=== What you have to do ===
Can you write out every one of the items below word for word, changing nothing?
<<<<
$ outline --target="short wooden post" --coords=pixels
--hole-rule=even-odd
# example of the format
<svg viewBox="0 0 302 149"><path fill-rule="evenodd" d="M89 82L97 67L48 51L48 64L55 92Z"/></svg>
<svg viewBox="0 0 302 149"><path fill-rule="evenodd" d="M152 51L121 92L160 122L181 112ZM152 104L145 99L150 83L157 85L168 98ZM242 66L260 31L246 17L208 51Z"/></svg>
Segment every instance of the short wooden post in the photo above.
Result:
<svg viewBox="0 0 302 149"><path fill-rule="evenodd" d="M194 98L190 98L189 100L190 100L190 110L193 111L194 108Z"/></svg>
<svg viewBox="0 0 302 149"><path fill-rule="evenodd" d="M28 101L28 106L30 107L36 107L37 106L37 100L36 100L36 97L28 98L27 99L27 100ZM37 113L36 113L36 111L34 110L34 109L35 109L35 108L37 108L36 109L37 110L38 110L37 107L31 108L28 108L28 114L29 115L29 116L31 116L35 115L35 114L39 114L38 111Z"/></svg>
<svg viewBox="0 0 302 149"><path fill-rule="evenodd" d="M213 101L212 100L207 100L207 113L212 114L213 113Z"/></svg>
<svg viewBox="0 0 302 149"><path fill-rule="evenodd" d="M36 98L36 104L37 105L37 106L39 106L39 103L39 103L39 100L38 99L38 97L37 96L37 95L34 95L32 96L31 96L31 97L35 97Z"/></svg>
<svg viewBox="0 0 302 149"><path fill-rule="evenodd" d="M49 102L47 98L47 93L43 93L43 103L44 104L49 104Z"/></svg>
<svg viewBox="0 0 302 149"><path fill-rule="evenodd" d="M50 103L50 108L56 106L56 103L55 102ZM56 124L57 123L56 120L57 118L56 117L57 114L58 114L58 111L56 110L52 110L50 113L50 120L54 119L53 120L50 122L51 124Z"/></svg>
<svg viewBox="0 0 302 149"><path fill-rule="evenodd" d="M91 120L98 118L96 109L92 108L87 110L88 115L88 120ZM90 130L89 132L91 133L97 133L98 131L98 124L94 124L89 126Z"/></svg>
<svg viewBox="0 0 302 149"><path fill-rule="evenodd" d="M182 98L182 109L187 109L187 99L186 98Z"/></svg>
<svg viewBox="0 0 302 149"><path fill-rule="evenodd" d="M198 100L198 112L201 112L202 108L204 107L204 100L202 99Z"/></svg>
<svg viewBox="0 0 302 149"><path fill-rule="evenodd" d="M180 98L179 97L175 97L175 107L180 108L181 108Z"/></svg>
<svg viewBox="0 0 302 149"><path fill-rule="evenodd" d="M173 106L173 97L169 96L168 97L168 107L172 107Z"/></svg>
>>>>
=== Written answer ===
$ outline --target="short wooden post" --coords=pixels
--hole-rule=even-odd
# example of the format
<svg viewBox="0 0 302 149"><path fill-rule="evenodd" d="M89 82L97 67L48 51L48 64L55 92Z"/></svg>
<svg viewBox="0 0 302 149"><path fill-rule="evenodd" d="M152 51L121 92L160 122L181 112ZM152 104L145 99L150 83L157 85L168 98ZM242 66L260 31L246 17L208 51Z"/></svg>
Segment every instance of the short wooden post in the photo above.
Result:
<svg viewBox="0 0 302 149"><path fill-rule="evenodd" d="M194 98L190 98L189 100L190 100L190 110L193 111L194 108Z"/></svg>
<svg viewBox="0 0 302 149"><path fill-rule="evenodd" d="M28 101L28 106L30 107L36 107L37 106L37 100L36 100L36 97L28 98L27 99L27 100ZM37 113L36 113L36 111L34 110L34 109L35 109L35 108L37 108L36 109L37 110L38 110L37 107L31 108L28 108L28 114L29 115L29 116L31 116L35 115L35 114L39 114L38 111Z"/></svg>
<svg viewBox="0 0 302 149"><path fill-rule="evenodd" d="M213 101L212 100L207 100L207 113L212 114L213 113Z"/></svg>
<svg viewBox="0 0 302 149"><path fill-rule="evenodd" d="M36 98L36 104L37 105L37 106L39 106L39 103L39 103L39 100L38 99L38 97L37 96L37 95L34 95L32 96L31 96L31 97L35 97Z"/></svg>
<svg viewBox="0 0 302 149"><path fill-rule="evenodd" d="M49 102L47 98L47 93L43 93L43 103L44 104L49 104Z"/></svg>
<svg viewBox="0 0 302 149"><path fill-rule="evenodd" d="M50 103L50 108L56 106L56 103L55 102ZM56 124L57 123L56 120L57 118L56 117L57 114L58 114L58 111L56 110L52 110L50 113L50 120L54 119L53 120L50 122L51 124Z"/></svg>
<svg viewBox="0 0 302 149"><path fill-rule="evenodd" d="M91 120L98 118L96 109L92 108L87 110L88 115L88 120ZM90 130L89 132L91 133L97 133L98 131L98 124L94 124L89 126Z"/></svg>
<svg viewBox="0 0 302 149"><path fill-rule="evenodd" d="M182 98L182 109L187 109L187 99L186 98Z"/></svg>
<svg viewBox="0 0 302 149"><path fill-rule="evenodd" d="M198 100L198 112L201 112L202 108L204 107L204 100L202 99Z"/></svg>
<svg viewBox="0 0 302 149"><path fill-rule="evenodd" d="M180 98L179 97L175 97L175 107L180 108L181 108Z"/></svg>
<svg viewBox="0 0 302 149"><path fill-rule="evenodd" d="M173 106L173 97L169 96L168 97L168 107L172 107Z"/></svg>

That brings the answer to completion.